[Rows from a box labeling dataset]
______

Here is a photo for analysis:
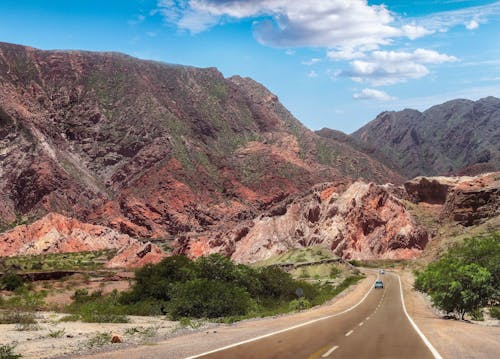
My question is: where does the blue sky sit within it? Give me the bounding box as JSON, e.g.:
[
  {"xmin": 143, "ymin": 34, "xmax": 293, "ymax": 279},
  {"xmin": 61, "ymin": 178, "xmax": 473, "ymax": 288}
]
[{"xmin": 0, "ymin": 0, "xmax": 500, "ymax": 133}]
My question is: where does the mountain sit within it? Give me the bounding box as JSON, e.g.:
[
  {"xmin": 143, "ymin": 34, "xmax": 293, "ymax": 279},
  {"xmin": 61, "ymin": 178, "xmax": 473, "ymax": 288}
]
[
  {"xmin": 0, "ymin": 43, "xmax": 403, "ymax": 239},
  {"xmin": 352, "ymin": 97, "xmax": 500, "ymax": 178}
]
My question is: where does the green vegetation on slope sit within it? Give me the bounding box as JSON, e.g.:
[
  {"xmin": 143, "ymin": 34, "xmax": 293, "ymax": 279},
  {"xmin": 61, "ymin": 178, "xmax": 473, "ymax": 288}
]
[
  {"xmin": 415, "ymin": 233, "xmax": 500, "ymax": 319},
  {"xmin": 0, "ymin": 250, "xmax": 116, "ymax": 272},
  {"xmin": 67, "ymin": 254, "xmax": 361, "ymax": 322}
]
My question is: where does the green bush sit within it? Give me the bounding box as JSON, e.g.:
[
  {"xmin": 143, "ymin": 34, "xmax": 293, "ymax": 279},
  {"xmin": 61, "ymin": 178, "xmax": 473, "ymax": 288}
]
[
  {"xmin": 0, "ymin": 273, "xmax": 24, "ymax": 291},
  {"xmin": 415, "ymin": 234, "xmax": 500, "ymax": 319},
  {"xmin": 168, "ymin": 278, "xmax": 254, "ymax": 319},
  {"xmin": 64, "ymin": 254, "xmax": 366, "ymax": 322},
  {"xmin": 289, "ymin": 298, "xmax": 311, "ymax": 310},
  {"xmin": 128, "ymin": 256, "xmax": 195, "ymax": 303},
  {"xmin": 0, "ymin": 344, "xmax": 22, "ymax": 359},
  {"xmin": 490, "ymin": 305, "xmax": 500, "ymax": 319}
]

______

### WHAT IS NEEDED
Output the full set of records above without changing a word, and drop the images.

### OUTPUT FOR THIS EXERCISE
Here is a photo for analysis:
My question is: where does the blue sky sit within it? Give me the bounding box as JSON, e.g.:
[
  {"xmin": 143, "ymin": 34, "xmax": 293, "ymax": 279},
  {"xmin": 61, "ymin": 178, "xmax": 473, "ymax": 288}
]
[{"xmin": 0, "ymin": 0, "xmax": 500, "ymax": 133}]
My question is: where does the mountain sit within it? Give me the bounding box as JSON, e.g.:
[
  {"xmin": 143, "ymin": 34, "xmax": 293, "ymax": 279},
  {"xmin": 61, "ymin": 178, "xmax": 473, "ymax": 288}
]
[
  {"xmin": 0, "ymin": 43, "xmax": 403, "ymax": 239},
  {"xmin": 352, "ymin": 97, "xmax": 500, "ymax": 178}
]
My question is: where does the green vegetation on slope sit within it? Give me the bounding box as JSON, e.g.:
[
  {"xmin": 143, "ymin": 34, "xmax": 293, "ymax": 279},
  {"xmin": 61, "ymin": 178, "xmax": 473, "ymax": 288}
]
[
  {"xmin": 415, "ymin": 233, "xmax": 500, "ymax": 319},
  {"xmin": 0, "ymin": 250, "xmax": 116, "ymax": 272},
  {"xmin": 67, "ymin": 254, "xmax": 361, "ymax": 322}
]
My question is: where does the green bush sit within it? Give me the bounding box as JSON, e.g.:
[
  {"xmin": 143, "ymin": 34, "xmax": 293, "ymax": 279},
  {"xmin": 61, "ymin": 178, "xmax": 473, "ymax": 288}
]
[
  {"xmin": 0, "ymin": 273, "xmax": 24, "ymax": 291},
  {"xmin": 415, "ymin": 234, "xmax": 500, "ymax": 319},
  {"xmin": 168, "ymin": 278, "xmax": 254, "ymax": 319},
  {"xmin": 64, "ymin": 254, "xmax": 366, "ymax": 322},
  {"xmin": 289, "ymin": 298, "xmax": 311, "ymax": 310},
  {"xmin": 128, "ymin": 256, "xmax": 195, "ymax": 303},
  {"xmin": 0, "ymin": 344, "xmax": 22, "ymax": 359},
  {"xmin": 490, "ymin": 305, "xmax": 500, "ymax": 319}
]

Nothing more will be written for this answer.